[Excerpts from a dataset]

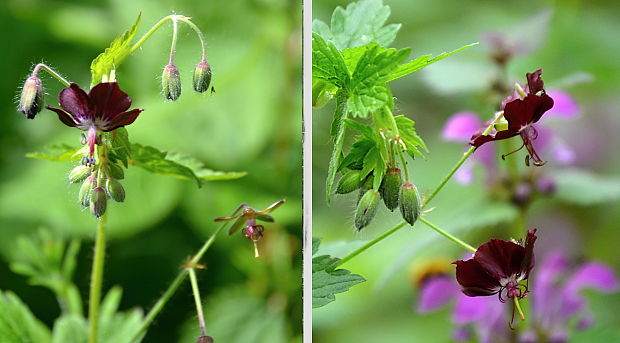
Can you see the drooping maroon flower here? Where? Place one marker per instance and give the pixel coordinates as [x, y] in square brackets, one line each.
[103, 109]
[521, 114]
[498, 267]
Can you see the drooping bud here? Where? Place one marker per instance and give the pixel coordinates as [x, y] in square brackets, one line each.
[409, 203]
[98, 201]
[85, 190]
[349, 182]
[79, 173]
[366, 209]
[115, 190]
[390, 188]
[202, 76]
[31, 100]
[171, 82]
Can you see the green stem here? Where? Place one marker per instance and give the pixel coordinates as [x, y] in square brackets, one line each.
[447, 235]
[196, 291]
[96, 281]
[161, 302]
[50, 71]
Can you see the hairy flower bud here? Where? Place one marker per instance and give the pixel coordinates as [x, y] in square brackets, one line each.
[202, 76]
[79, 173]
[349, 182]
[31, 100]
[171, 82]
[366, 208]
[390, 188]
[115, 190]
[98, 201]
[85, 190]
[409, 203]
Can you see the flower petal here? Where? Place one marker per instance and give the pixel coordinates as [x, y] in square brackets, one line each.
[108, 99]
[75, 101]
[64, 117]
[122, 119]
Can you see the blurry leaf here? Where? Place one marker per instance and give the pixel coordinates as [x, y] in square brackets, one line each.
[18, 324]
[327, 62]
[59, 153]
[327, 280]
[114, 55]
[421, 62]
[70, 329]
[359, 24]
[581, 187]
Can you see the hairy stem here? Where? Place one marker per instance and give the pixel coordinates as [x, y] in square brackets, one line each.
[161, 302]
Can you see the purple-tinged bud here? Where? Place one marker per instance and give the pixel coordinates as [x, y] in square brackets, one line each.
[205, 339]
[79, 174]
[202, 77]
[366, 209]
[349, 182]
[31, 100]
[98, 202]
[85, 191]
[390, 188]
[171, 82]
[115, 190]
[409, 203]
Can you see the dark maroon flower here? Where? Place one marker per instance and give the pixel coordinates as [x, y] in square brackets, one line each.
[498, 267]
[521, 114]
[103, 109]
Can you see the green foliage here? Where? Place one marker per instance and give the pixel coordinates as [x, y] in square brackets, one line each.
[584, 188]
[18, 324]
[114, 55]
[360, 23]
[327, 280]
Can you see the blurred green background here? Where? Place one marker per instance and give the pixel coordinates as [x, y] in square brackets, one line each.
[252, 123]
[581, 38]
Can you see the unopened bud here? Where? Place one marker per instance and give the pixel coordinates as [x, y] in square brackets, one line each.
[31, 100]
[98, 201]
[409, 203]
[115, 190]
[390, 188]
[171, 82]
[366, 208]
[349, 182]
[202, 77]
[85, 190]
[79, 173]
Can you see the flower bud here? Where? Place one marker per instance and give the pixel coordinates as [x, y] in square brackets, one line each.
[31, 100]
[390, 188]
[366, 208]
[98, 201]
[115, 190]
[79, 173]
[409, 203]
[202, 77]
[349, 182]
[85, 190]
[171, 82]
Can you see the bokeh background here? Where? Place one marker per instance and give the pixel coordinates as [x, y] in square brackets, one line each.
...
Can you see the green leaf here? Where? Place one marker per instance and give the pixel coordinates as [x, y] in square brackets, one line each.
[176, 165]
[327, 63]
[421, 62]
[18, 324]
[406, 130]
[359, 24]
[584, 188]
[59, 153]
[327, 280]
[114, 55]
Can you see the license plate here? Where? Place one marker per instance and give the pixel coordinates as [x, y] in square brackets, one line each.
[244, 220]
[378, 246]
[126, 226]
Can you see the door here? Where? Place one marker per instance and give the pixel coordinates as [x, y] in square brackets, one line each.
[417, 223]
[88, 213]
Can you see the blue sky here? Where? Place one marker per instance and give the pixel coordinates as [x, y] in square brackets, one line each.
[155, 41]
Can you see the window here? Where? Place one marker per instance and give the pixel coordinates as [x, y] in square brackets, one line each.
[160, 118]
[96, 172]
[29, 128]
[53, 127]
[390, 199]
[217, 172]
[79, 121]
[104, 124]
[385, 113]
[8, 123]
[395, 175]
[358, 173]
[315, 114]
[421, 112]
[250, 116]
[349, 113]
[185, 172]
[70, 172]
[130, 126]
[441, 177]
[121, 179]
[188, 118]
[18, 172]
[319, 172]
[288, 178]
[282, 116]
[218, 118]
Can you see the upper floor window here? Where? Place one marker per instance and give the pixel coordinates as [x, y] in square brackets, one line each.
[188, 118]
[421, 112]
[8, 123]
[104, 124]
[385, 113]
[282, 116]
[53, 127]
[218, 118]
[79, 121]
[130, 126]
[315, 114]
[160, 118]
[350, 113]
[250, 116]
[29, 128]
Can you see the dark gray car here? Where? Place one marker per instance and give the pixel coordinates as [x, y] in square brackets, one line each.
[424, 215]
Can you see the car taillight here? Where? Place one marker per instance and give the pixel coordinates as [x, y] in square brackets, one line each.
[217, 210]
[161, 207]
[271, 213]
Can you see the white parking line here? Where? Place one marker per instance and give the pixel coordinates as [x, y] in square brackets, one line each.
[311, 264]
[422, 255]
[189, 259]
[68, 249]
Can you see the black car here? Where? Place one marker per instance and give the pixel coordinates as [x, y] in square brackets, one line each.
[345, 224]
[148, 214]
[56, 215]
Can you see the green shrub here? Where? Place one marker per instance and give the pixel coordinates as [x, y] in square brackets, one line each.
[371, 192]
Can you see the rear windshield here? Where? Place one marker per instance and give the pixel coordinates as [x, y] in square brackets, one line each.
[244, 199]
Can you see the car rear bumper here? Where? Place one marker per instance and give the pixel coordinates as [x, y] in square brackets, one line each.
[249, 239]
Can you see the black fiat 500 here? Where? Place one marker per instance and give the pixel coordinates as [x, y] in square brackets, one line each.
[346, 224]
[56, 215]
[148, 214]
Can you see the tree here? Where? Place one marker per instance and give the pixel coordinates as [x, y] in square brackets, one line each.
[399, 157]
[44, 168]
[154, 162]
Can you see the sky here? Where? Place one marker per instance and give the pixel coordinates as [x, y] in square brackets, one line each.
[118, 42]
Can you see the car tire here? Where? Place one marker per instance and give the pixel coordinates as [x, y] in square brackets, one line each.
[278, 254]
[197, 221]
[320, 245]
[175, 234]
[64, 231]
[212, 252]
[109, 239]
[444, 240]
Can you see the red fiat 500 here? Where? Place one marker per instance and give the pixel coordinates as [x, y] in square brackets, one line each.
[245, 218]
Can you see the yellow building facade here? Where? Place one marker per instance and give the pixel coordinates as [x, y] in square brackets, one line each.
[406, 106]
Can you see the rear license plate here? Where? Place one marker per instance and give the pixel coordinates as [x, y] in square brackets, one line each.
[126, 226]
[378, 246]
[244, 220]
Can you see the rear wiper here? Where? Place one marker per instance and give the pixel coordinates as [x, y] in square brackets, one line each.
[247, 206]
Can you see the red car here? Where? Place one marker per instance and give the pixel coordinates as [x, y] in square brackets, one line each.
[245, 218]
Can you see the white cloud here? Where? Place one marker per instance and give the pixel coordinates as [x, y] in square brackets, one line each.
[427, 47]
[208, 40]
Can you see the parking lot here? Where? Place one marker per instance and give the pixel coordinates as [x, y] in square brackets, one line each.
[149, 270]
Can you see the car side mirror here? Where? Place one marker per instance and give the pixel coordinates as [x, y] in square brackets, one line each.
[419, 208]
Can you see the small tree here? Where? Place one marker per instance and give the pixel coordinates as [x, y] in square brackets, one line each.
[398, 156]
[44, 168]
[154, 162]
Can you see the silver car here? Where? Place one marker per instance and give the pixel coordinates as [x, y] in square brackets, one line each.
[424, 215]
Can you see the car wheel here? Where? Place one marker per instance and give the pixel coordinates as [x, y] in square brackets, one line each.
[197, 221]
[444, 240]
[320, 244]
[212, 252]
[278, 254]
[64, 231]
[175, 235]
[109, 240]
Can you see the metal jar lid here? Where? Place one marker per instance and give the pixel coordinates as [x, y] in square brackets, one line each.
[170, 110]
---
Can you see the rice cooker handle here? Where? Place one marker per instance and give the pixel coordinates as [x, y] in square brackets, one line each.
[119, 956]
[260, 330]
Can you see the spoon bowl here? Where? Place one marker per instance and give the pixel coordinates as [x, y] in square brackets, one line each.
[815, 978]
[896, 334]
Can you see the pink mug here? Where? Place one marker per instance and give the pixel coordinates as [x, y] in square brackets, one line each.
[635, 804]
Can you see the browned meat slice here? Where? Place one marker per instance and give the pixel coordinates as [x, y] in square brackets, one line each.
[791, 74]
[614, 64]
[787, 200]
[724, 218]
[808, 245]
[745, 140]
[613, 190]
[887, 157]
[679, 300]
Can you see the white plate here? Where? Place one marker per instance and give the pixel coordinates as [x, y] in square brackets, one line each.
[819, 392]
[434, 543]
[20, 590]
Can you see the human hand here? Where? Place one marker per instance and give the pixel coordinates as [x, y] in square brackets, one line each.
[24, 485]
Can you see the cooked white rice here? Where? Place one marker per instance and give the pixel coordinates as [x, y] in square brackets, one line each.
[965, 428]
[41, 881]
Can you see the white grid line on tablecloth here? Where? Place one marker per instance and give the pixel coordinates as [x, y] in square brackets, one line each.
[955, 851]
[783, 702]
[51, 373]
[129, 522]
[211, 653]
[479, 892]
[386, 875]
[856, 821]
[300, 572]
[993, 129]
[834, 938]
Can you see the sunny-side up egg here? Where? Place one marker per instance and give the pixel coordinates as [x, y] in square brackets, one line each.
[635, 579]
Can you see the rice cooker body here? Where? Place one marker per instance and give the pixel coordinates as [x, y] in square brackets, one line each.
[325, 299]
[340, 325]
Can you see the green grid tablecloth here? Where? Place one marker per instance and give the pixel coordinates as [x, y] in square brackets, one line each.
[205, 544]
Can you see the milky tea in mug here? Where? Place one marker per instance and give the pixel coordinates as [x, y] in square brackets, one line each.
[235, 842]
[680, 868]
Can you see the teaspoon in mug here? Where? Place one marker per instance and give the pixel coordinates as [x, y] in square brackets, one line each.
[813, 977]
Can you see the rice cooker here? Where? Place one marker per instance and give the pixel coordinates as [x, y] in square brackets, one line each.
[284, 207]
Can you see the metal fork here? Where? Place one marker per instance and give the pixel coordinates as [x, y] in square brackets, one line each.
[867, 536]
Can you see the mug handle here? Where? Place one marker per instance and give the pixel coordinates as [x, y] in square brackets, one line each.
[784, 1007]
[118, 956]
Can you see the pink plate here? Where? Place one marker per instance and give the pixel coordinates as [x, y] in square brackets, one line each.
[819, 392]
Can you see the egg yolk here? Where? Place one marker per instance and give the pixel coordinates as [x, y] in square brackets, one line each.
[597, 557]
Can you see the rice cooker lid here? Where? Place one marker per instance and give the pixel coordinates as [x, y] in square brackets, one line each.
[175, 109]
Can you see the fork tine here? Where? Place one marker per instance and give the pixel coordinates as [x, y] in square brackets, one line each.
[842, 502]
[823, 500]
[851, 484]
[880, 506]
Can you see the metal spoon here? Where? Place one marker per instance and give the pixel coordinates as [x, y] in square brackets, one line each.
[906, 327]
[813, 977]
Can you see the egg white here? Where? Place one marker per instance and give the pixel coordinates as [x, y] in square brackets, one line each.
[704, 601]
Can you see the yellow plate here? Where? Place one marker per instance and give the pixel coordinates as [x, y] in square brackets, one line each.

• WHAT YOU ARE ASKED TO DO: Please transcribe only the lines in the records above running from the line that has "Can you see the egg yolk" through the line that has "Can you see the yellow plate", both included, exactly as they appear.

• ANSWER AREA:
Can you see the egg yolk here? Where? Place one marker per instance and give the pixel coordinates as [x, y] in square brackets, one line each.
[597, 557]
Can you see the rice cooker lid here? Where? Place one marker per instance and give the pixel coordinates as [x, y] in square brackets, one line each.
[175, 109]
Can you see the fork tine here? Where? Place one marker per instance and give the pixel coordinates as [x, y] in square brackets, one line each.
[842, 502]
[823, 500]
[851, 484]
[880, 506]
Can you see the metal spoon here? Where? Place one marker per instance and give the pixel coordinates as [x, y] in square brackets, one line each.
[906, 327]
[813, 977]
Can you see the egg white here? Where? Place one marker per instance and give the pixel coordinates as [x, y] in square brackets, one line each.
[704, 601]
Can you see the yellow plate here? Where? Place one marker per instance and give the pixel coordinates as [x, y] in square brackets, one line each.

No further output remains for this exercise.